### Supplied data
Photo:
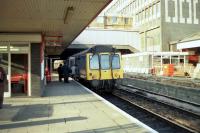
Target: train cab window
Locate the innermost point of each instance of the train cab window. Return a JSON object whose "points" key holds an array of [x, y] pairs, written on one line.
{"points": [[115, 62], [94, 62], [105, 61]]}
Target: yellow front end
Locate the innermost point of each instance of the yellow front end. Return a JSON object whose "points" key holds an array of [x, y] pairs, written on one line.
{"points": [[99, 66]]}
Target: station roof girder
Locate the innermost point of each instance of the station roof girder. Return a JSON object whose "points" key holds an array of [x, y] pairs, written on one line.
{"points": [[65, 18]]}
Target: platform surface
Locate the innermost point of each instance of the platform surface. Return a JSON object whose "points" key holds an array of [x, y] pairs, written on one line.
{"points": [[66, 107]]}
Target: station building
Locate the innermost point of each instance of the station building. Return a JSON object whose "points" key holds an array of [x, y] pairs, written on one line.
{"points": [[31, 32], [159, 22]]}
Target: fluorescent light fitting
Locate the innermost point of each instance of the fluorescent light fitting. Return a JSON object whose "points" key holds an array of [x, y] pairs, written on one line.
{"points": [[68, 14]]}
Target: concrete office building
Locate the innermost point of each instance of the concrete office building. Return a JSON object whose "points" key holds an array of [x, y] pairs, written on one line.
{"points": [[159, 22]]}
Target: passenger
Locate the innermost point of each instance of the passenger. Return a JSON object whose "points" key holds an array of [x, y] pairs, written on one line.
{"points": [[2, 79], [65, 69], [60, 73]]}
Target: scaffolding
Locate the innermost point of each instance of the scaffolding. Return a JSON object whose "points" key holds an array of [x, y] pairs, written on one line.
{"points": [[154, 62]]}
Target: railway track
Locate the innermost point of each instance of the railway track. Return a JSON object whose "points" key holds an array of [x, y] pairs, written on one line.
{"points": [[173, 119]]}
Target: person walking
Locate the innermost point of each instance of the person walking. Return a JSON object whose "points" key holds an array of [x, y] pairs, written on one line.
{"points": [[65, 69], [60, 73], [2, 79]]}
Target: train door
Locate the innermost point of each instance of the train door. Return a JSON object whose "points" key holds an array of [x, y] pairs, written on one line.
{"points": [[105, 67], [19, 74]]}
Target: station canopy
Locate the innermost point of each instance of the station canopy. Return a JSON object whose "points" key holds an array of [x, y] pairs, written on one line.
{"points": [[61, 21]]}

### Work instruction
Images in the data above are to be skipped. Retype all other material exactly.

### Problem solution
Photo:
Target: train cab window
Locate the innermost point of each instance of the train cab window. Return a JSON object whose "points" key holds an array of [x, y] pairs, written on one line.
{"points": [[115, 62], [94, 62], [105, 61]]}
Target: yellow front end
Locate the innermost point of each instance of the yellow front end. Return a JSON object whose "points" key holds an array of [x, y] pairs, written on one line.
{"points": [[99, 66]]}
Target: station roof girder
Locate the innermost point of each instance of the station roof girder. Return a JSON object whose "points" key holds an array of [x, y] pairs, written on one line.
{"points": [[65, 18]]}
Target: platform surface
Locate the innermost point of each instance of the platform surface. Return a JSON object whose "points" key holds an array of [x, y] pairs, written on one line.
{"points": [[66, 107]]}
Target: station building
Locate the innermost point of each instance of the station building. Return a JSON object whose "points" key holds an array of [x, y] pairs, written on one line.
{"points": [[31, 32], [159, 22]]}
Target: fluorescent light fitting
Locate the innermost point of each instance of the fluorescent light fitting. Return a JSON object whose "points" key holds an array of [x, y] pairs, written on one line.
{"points": [[68, 14]]}
Target: concrete office building
Locate the innermost point of each instance of the concrete office building. Return a JSON object whose "points" key holds an array of [x, y] pairs, written on one line.
{"points": [[159, 22]]}
Target: passenger
Locate the innermost point of each instance of the passenger. Return a JSON object whose "points" key holds an array of [x, y] pairs, written on one line.
{"points": [[2, 79], [65, 69], [60, 73]]}
Target: scaffolding
Locate the innermost point of each instance of the scaffolding. Return a JSON object whose "points" key holds an array of [x, y] pairs, written on one line.
{"points": [[154, 62]]}
Target: railway track
Locate the innermost point of each instance of the railway track. Return a JSON object whose "points" key holds an array of [x, y] pairs, written on one line.
{"points": [[173, 119]]}
Target: person walking
Locate the innermost point of each instance of the person walking. Return a JSON object whose "points" key holds an array of [x, y] pairs, written on one line.
{"points": [[65, 69], [60, 73], [2, 79]]}
Target: train door
Locate the innermost point of each instance of the train door. Return a JSON object whose "points" key holds an array of [x, y] pairs, written on one line.
{"points": [[105, 67], [19, 74]]}
Target: station canopy
Locate the innermost point of each instance of the station canopy. Return a JSON object whose "points" key holds an array of [x, y] pairs, written on one line.
{"points": [[61, 21]]}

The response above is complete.